PASSAGE:
────────────────────

Service Management

While product management focuses on what you build, service management focuses on how you deliver and support it. For many organizations, the product is the service, and the distinction blurs. Regardless of whether you think of your offering as a product or a service, someone needs to be responsible for how it operates in the hands of customers.

Service Design

Service design is the practice of planning and organizing the people, processes, and technology behind a service to improve the experience for both customers and the organization delivering it.

Customer journey mapping - Trace the end-to-end experience from the customer's perspective. Where do they interact with the service? Where are the friction points?
Blueprinting - Map the front-stage interactions (what the customer sees) to the back-stage processes (what happens behind the scenes). This reveals dependencies and potential failure points.
Touchpoints - Identify every point of interaction between the customer and the service. Each touchpoint is an opportunity to build trust or erode it.

Good service design makes the complex feel simple. The customer should not need to understand the internal mechanics to have a good experience.

Service Level Management

Service level management is about setting expectations and then meeting them.

SLA (Service Level Agreement) - A formal agreement with customers that defines the expected level of service. SLAs typically cover availability, response times, and resolution times.
SLO (Service Level Objective) - An internal target that is typically more ambitious than the SLA. The buffer between the SLO and SLA provides a margin of safety.
SLI (Service Level Indicator) - The actual measurement used to evaluate whether the SLO is being met. For example, the percentage of requests served within 200ms.

The relationship between these three is straightforward: SLIs measure performance, SLOs set internal targets, and SLAs set external commitments. This framework ties closely to SRE practices.

An important principle: do not set SLAs that you cannot measure. If you cannot track an SLI reliably, you cannot know whether you are meeting your commitments.

Incident Management

Incidents are unplanned disruptions to a service. Incident management is the process of restoring normal service as quickly as possible while minimizing impact.

Key practices include:

Detection - Monitoring and alerting systems should detect incidents before customers report them. If customers are your primary detection mechanism, your monitoring needs work.
Triage - Quickly assess the severity and impact of an incident. Not all incidents require the same level of response.
Communication - Keep stakeholders and affected customers informed. Silence during an incident is worse than bad news.
Resolution - Focus on restoring service first, then investigate root cause. The temptation to diagnose during an active incident often delays recovery.
Post-incident review - After the incident is resolved, conduct a blameless review to understand what happened and how to prevent recurrence. The goal is learning, not blame.

The measure of a good incident management process is not whether incidents happen, but how quickly and effectively the team responds when they do.

Problem Management

Where incident management focuses on restoring service, problem management focuses on identifying and eliminating root causes to prevent incidents from recurring.

────────────────────

EXCERPTED RECORDS:
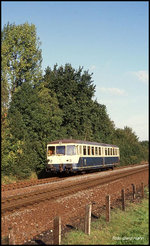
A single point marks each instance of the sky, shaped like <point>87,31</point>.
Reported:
<point>107,38</point>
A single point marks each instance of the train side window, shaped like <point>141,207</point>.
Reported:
<point>80,147</point>
<point>92,150</point>
<point>51,150</point>
<point>96,151</point>
<point>111,151</point>
<point>99,150</point>
<point>84,150</point>
<point>89,150</point>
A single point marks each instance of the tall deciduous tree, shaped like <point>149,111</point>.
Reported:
<point>21,55</point>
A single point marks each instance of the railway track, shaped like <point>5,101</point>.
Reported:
<point>24,184</point>
<point>33,182</point>
<point>19,201</point>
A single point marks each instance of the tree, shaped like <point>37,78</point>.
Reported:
<point>35,119</point>
<point>21,56</point>
<point>74,89</point>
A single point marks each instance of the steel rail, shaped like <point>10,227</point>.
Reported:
<point>15,202</point>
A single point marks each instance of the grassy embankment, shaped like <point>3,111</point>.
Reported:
<point>12,179</point>
<point>128,228</point>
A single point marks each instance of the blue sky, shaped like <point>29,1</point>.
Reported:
<point>110,39</point>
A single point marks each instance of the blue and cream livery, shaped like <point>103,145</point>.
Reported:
<point>70,155</point>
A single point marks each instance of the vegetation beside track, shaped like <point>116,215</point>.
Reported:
<point>125,228</point>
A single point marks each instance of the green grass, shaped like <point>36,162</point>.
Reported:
<point>125,228</point>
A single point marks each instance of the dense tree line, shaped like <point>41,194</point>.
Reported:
<point>37,108</point>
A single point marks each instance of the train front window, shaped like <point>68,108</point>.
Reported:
<point>51,150</point>
<point>60,150</point>
<point>71,150</point>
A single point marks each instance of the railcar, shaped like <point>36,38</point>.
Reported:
<point>71,155</point>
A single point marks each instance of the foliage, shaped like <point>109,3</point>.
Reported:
<point>21,56</point>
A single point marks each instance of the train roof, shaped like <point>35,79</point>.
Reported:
<point>75,141</point>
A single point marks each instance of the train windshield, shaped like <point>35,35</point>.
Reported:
<point>60,150</point>
<point>71,150</point>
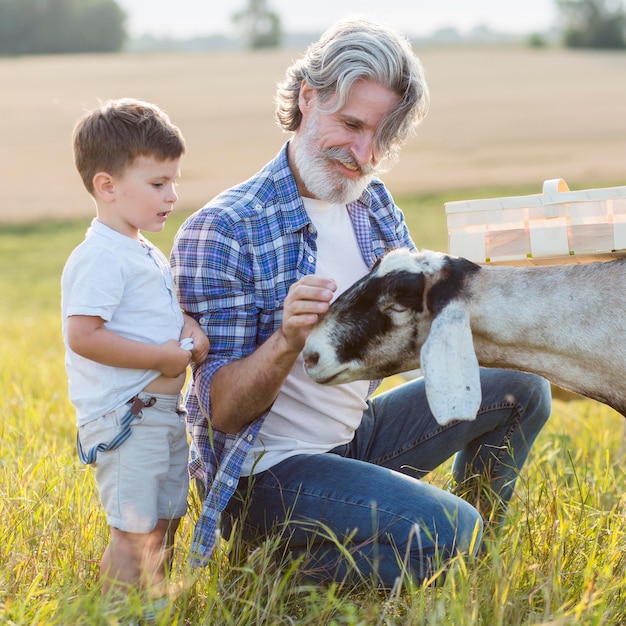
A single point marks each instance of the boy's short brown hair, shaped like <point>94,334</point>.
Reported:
<point>110,137</point>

────────────────────

WORK INSTRUCTIONS:
a - Please say whether each statement agrees with the service management text, answering yes or no and quoting the words that decide it: (i) An SLO is usually set lower than the SLA. (ii) During an incident, the team should restore service before looking into root cause. (iii) Blueprinting connects what the customer sees to what happens behind the scenes.
b - According to the service management text, what do SLAs typically cover?
Rely only on the service management text here, not on the data.

ANSWER SET:
a -
(i) No: "An internal target that is typically more ambitious than the SLA."
(ii) Yes: "Focus on restoring service first, then investigate root cause."
(iii) Yes: "Map the front-stage interactions (what the customer sees) to the back-stage processes (what happens behind the scenes)."

b - Availability, response times, and resolution times.